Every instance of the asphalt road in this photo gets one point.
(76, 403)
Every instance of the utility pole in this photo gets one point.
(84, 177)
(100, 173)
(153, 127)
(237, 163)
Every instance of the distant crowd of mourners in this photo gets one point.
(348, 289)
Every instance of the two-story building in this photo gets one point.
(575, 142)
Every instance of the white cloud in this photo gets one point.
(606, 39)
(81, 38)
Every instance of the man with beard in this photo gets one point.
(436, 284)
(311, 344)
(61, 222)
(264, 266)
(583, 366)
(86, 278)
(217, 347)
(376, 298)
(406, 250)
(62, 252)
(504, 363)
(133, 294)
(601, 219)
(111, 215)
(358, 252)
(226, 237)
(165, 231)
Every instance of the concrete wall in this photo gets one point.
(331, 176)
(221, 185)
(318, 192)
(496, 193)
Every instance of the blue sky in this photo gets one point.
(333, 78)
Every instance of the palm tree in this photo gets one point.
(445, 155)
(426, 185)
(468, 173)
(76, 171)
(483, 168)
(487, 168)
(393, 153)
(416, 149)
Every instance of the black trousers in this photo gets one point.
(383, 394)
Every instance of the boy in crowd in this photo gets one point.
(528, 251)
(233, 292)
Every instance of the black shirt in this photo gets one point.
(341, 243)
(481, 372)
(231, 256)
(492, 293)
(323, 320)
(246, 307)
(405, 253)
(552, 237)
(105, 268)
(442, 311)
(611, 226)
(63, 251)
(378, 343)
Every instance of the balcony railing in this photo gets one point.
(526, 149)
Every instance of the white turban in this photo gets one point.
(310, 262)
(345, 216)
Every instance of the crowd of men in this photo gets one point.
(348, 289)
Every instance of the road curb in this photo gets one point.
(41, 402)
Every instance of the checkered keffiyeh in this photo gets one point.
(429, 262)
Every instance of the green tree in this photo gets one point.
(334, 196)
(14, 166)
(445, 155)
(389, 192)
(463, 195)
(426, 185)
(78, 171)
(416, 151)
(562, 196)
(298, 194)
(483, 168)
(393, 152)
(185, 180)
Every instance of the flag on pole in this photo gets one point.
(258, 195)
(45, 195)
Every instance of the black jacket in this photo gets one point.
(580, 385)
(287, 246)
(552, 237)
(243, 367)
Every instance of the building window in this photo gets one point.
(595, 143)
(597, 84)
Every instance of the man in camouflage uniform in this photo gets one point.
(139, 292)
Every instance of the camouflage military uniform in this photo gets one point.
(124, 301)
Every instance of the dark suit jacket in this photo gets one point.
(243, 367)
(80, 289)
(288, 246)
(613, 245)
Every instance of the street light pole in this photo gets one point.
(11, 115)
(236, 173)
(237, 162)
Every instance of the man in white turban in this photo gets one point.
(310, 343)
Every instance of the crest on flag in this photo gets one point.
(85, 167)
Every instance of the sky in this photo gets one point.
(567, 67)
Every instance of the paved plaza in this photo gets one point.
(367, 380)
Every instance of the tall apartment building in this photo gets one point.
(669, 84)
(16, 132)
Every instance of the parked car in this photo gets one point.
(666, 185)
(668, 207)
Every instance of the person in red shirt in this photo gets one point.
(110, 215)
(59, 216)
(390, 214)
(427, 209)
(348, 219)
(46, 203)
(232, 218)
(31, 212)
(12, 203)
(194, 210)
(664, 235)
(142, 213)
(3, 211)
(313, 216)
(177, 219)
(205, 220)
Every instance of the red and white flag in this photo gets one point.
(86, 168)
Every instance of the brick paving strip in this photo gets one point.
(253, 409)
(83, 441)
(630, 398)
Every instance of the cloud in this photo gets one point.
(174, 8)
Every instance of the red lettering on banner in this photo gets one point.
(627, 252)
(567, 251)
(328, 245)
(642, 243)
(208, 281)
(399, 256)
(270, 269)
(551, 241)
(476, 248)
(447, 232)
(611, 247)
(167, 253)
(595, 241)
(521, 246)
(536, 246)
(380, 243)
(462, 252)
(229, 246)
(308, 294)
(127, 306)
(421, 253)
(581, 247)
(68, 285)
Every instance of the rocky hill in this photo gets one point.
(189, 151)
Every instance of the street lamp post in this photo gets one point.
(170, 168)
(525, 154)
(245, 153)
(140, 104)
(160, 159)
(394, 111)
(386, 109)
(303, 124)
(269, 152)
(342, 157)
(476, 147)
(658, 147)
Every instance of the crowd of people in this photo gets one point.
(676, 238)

☆ ☆ ☆ ☆ ☆ ☆ ☆

All lines from the one containing "Every instance of the street lamp" through the last line of the data must be set down exactly. No other lines belong in the answer.

◆ **TASK ANSWER**
Every instance of the street lamp post in this photo gets one point.
(170, 168)
(525, 154)
(245, 153)
(140, 104)
(160, 159)
(394, 111)
(386, 109)
(303, 124)
(269, 152)
(342, 157)
(476, 147)
(658, 147)
Every instance of the crowd of people in this photo gets one point.
(676, 238)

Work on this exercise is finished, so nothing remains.